Exercise description: Please copy out the following records line for line, leaving out the pictures.

Recorded data:
╔══

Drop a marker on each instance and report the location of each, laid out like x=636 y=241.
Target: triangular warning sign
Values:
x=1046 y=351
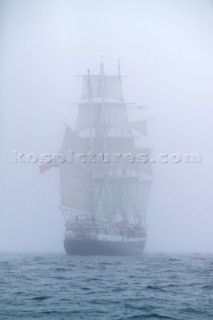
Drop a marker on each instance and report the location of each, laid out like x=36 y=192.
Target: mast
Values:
x=103 y=125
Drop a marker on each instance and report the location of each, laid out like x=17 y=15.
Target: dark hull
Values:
x=107 y=248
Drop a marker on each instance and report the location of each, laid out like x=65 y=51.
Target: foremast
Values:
x=113 y=191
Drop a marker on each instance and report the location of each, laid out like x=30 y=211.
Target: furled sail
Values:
x=106 y=188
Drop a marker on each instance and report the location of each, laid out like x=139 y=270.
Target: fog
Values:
x=165 y=49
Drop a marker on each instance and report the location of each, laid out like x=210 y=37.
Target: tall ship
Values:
x=106 y=179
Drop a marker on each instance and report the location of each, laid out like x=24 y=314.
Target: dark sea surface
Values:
x=57 y=286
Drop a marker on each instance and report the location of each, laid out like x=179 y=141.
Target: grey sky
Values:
x=166 y=49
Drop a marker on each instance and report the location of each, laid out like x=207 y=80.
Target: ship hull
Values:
x=107 y=248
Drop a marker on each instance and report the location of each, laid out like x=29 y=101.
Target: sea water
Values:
x=57 y=286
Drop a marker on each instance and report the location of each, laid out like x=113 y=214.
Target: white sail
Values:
x=112 y=188
x=140 y=126
x=76 y=179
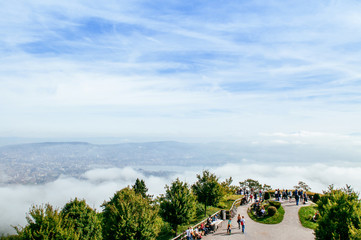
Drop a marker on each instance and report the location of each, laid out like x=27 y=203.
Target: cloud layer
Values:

╚══

Reply:
Drop a marker on each instance and report the location of each, laid out like x=636 y=241.
Target: triangular warning sign
Values:
x=1046 y=351
Drop a marker on each instance and report the location of each, laid out like x=36 y=192.
Target: mast
Values:
x=103 y=125
Drop a marker on each instance and report the location of each, laid out like x=17 y=15.
Target: dark hull
Values:
x=107 y=248
Drop a marker on each instance and report the location of each, laid out like x=65 y=51.
Target: foremast
Values:
x=113 y=191
Drop a marker on each instance and report the location of each, laid out like x=30 y=211.
Target: furled sail
Values:
x=106 y=188
Drop a marker on each instance and report the location of each, laid out like x=139 y=270.
Target: fog
Values:
x=165 y=49
Drop a marker on each instance and report the location of each, laid out like x=210 y=37.
Target: tall ship
Values:
x=106 y=179
Drop a marker on each instance and report the location of each, laid out like x=24 y=314.
Target: dark sea surface
Values:
x=57 y=286
Drop a marker on each instance and report the location of each, laid out like x=179 y=141.
Target: grey sky
Values:
x=166 y=49
Drop a marker on each instance and report the location of each, laid out like x=207 y=80.
Target: ship hull
Values:
x=107 y=248
Drop a marker on each instance and report the location of each, laid out like x=29 y=101.
Target: sea water
Values:
x=57 y=286
Drop a marker on each instance and report the location of each, laid out like x=113 y=214.
Target: white sail
Values:
x=112 y=188
x=140 y=126
x=76 y=179
Drop a marker on each instance and report the location of each, laid out like x=27 y=203.
Target: cloud layer
Values:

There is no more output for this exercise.